--- Supplied data Enclosed Below ---
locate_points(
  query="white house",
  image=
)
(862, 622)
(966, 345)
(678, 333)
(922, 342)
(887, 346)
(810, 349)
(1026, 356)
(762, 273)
--- End of Enclosed Supplied data ---
--- Supplied data Enclosed Below ---
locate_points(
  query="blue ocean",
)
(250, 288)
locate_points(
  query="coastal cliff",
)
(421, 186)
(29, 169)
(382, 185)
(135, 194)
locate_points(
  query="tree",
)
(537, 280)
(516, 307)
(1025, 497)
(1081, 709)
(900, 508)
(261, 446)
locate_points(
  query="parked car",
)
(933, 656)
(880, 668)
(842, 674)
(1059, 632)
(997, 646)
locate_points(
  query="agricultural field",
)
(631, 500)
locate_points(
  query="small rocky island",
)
--- End of Enclosed Supplied data ---
● **What the task requires**
Identify the lines above that contain the word "query", then copy them.

● **Output for this exercise**
  query="white house",
  query="blue ocean",
  query="coastal cliff",
  query="tree",
  query="parked car",
  query="agricultural field",
  query="small rocky island",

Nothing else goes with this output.